Rewrite the part of the items that opens with the line containing "for the blue" and runs through the end of the items, swapping "snow" for "frost" and leaving everything else unchanged.

— start —

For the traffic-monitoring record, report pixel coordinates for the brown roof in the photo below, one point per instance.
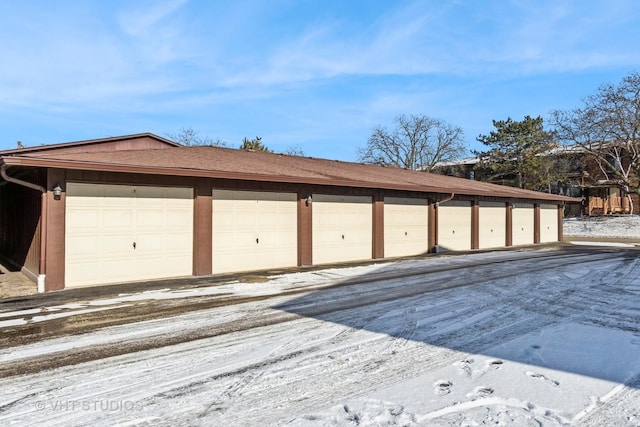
(126, 142)
(217, 162)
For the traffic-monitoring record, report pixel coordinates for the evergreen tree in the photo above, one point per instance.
(520, 154)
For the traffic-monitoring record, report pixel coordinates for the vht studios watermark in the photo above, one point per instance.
(103, 405)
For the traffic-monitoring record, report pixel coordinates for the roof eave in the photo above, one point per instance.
(201, 173)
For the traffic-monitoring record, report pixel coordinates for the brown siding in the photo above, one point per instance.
(202, 214)
(536, 223)
(475, 224)
(378, 225)
(432, 237)
(560, 225)
(138, 143)
(55, 233)
(509, 236)
(305, 256)
(202, 229)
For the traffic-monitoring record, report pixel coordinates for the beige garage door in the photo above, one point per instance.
(342, 228)
(405, 226)
(548, 223)
(121, 233)
(493, 224)
(454, 226)
(254, 230)
(522, 220)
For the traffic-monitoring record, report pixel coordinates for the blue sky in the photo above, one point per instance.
(318, 74)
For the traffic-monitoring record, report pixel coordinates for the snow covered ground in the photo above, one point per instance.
(528, 337)
(623, 226)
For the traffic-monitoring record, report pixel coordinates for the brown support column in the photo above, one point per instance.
(378, 225)
(509, 234)
(432, 237)
(475, 224)
(305, 211)
(203, 229)
(536, 223)
(560, 216)
(53, 229)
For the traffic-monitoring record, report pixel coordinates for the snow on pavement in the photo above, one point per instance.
(623, 226)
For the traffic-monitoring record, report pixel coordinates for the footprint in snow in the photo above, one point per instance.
(536, 375)
(479, 392)
(464, 366)
(442, 387)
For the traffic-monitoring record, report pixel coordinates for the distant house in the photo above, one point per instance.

— end —

EXPECTED ANSWER:
For the traffic-monitoring record, report pixel coordinates for the blue sky in the photo above, one point per instance.
(318, 74)
For the traffic-monitoring record, report pixel coordinates for the frost covered ground in the photo above, one point per instance.
(528, 337)
(623, 226)
For the traffic-monitoring record, report pixel coordinates for the brown support column in the photo above, one point per instance.
(378, 225)
(509, 234)
(432, 237)
(475, 224)
(305, 211)
(203, 229)
(536, 223)
(560, 216)
(53, 229)
For the traffic-monitoring record, report pixel coordinates for the frost on pavement in the photo above, one point per instance.
(623, 226)
For the traffic-monitoring record, report pixel coordinates for the footprint in frost in the photo above, one point per instance.
(536, 375)
(479, 392)
(464, 366)
(442, 387)
For the traffic-monitoring record, report pixel coordinates for the distant house in the photo above, one point per instance.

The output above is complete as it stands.